Lastly we will create what is known as a pivot table which gives a listing of the property_id and asset for each asset owned by the house. Something like this:

create table features(
pid int,
aid int,
primary key (pid,aid)
)

Note that we create a primary key over two columns here. The reasoning is twofold. One, you don't want to list the same asset for a house more than one time, and secondly a primary key over more than one column will still allow the optimizer to use this index when you are retrieving all the assets for a given property (i.e. when you need only the left-most column of the two-column index).

insert into features values
(1,1), (1,2), (1,3), (1,4), (1,5), (1,6), (1,7),
(2,2),(2,8),(2,4),(2,9),(2,10),(2,6),
(3,11),(3,9),(3,12),(3,13),(3,14),
(4,9),(4,15),(4,16),(4,8);

you could put all of the values above on a single line, or one on each line, when you input them. I separated them here by property so it was easy to recongize I had the correct number of assets for each property.

Now getting the data from the table is a little more complicated for something as simple as displaying all the assets, but you would write the query out once and then modify it accordingly for other queries. You will see the advantages of splitting up the tables as we go forward into the more complicated queries.

Our original query above shows the property id, the address and the list of assets for each property so let's do that.

• **Information supplied**:
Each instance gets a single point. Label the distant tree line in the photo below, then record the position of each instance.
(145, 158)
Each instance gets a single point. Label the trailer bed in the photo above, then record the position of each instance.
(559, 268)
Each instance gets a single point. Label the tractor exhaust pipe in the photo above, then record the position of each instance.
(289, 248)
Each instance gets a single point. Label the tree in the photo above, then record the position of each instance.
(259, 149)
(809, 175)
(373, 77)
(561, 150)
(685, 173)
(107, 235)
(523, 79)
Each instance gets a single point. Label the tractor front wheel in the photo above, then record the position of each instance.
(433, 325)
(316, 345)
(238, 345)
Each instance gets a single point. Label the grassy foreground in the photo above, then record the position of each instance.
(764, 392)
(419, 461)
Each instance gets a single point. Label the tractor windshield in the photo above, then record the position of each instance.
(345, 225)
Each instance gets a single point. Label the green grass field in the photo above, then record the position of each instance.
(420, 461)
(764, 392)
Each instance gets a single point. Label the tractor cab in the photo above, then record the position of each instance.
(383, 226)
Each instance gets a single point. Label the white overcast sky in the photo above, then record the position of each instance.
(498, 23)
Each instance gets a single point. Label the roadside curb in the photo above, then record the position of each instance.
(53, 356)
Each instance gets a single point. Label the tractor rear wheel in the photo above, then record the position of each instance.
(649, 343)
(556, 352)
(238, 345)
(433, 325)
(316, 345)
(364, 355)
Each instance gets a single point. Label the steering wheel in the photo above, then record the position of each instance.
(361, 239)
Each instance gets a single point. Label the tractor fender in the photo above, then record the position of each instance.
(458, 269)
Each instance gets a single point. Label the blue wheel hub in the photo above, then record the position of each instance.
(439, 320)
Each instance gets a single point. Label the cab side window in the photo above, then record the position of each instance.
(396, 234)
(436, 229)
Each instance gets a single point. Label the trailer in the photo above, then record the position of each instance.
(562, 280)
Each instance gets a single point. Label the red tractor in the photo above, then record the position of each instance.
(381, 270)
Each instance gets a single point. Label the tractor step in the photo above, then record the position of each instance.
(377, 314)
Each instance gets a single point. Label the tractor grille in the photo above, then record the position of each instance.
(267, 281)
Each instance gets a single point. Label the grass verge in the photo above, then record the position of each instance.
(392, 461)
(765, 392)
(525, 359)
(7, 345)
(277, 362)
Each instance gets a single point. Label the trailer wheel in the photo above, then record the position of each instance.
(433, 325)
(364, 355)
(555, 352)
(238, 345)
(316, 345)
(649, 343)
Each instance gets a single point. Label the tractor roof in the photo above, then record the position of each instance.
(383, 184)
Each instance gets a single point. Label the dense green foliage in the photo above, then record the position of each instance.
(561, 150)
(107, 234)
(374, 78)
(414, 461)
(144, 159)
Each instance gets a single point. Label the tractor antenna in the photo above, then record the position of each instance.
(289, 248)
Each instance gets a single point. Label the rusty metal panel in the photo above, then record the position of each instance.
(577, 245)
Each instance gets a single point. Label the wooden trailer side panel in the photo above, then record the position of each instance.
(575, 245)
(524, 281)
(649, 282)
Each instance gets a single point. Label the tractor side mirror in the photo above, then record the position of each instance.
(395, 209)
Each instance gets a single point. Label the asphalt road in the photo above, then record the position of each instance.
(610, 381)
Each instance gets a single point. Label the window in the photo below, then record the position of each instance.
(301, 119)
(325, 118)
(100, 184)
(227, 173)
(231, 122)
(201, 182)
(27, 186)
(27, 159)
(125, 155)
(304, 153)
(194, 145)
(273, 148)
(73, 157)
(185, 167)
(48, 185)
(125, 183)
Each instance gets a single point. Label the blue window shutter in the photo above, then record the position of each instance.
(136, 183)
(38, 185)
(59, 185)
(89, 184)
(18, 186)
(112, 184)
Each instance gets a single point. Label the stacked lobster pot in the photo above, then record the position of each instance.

• **Stated problem 1**:
Answer these from the pivot table text:
(a) Over which two columns is the primary key created?
(b) How were the values in the insert statement grouped?
(c) What does the original query show for each property?
• **Stated problem 2**: Please reproduce the pivot table text from "you could put" up to and including "more complicated queries.".
The items have no connection to the pivot table text.

• **Written reply 1**:
(a) pid and aid
(b) By property
(c) The property id, the address and the list of assets

• **Written reply 2**:
you could put all of the values above on a single line, or one on each line, when you input them. I separated them here by property so it was easy to recongize I had the correct number of assets for each property.

Now getting the data from the table is a little more complicated for something as simple as displaying all the assets, but you would write the query out once and then modify it accordingly for other queries. You will see the advantages of splitting up the tables as we go forward into the more complicated queries.